Entrées de données extraites
********

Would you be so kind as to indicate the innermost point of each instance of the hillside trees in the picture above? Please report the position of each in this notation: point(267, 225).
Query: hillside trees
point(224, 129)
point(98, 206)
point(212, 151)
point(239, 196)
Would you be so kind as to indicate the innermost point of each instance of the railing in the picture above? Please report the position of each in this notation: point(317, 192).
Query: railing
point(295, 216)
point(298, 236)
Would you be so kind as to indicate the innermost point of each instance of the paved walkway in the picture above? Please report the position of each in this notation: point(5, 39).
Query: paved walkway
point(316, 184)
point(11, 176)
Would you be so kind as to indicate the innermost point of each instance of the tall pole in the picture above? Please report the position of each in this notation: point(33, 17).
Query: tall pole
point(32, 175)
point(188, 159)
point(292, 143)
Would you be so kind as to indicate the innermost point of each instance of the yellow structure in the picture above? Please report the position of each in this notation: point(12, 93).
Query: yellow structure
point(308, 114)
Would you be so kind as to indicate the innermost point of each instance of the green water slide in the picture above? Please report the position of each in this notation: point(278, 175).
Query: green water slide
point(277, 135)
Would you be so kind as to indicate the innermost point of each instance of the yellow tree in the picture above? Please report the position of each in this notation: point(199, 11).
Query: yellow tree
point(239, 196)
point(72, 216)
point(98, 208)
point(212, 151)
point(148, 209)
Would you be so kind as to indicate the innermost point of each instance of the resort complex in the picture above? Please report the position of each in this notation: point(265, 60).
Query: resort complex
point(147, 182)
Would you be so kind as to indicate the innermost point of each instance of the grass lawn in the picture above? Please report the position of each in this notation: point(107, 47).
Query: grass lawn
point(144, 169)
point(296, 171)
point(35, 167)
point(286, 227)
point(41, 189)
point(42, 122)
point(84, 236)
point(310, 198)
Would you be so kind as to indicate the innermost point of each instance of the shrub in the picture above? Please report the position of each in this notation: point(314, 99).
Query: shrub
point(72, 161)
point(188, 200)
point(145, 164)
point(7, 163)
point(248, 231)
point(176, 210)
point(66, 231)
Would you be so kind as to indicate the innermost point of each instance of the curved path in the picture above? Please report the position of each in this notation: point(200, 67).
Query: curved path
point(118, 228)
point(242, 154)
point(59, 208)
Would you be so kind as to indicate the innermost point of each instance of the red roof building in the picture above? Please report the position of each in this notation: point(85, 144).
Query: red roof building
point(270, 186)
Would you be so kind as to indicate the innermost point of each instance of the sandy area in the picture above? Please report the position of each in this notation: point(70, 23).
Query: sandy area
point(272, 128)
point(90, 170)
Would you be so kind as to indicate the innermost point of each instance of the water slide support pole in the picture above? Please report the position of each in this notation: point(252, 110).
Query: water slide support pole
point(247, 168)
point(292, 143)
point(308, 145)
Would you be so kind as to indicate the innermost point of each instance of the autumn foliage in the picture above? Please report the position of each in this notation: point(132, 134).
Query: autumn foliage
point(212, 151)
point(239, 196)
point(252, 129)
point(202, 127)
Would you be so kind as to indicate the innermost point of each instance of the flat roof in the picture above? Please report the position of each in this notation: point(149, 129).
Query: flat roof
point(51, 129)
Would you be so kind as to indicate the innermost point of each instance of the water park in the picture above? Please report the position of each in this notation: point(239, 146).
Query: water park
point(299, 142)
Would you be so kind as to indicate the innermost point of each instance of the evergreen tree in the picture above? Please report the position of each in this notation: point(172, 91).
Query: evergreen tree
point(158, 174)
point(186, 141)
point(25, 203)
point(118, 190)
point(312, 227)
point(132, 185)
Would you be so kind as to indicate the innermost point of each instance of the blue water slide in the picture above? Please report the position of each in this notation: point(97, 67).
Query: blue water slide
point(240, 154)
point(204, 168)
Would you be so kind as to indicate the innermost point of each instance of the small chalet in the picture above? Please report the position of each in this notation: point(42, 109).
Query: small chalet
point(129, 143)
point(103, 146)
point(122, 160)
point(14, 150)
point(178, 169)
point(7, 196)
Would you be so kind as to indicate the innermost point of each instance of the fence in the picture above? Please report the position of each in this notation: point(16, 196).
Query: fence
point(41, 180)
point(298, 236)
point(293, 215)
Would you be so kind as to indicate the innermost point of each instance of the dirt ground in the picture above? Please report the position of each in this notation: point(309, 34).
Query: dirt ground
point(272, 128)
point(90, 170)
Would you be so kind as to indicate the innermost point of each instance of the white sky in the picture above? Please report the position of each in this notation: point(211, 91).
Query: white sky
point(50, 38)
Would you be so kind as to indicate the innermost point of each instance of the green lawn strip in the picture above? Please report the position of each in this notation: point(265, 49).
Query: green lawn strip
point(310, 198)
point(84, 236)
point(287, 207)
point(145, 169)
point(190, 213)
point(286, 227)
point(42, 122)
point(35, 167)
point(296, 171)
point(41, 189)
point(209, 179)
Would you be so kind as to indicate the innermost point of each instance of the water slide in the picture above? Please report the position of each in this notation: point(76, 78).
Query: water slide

********

# CONSIGNE
Recopiez en entier la partie des enregistrements qui commence par la ligne contenant « notation: point(172, 91). » et se termine par la ligne contenant « point(132, 185) », en décalant de 112 chaque coordonnée des points donnés en réponse. Tout le reste du texte, y compris les nombres de la notation modèle, demeure inchangé.

# RÉPONSE ATTENDUE
Would you be so kind as to indicate the innermost point of each instance of the evergreen tree in the picture above? Please report the position of each in this notation: point(172, 91).
Query: evergreen tree
point(270, 286)
point(298, 253)
point(137, 315)
point(230, 302)
point(424, 339)
point(244, 297)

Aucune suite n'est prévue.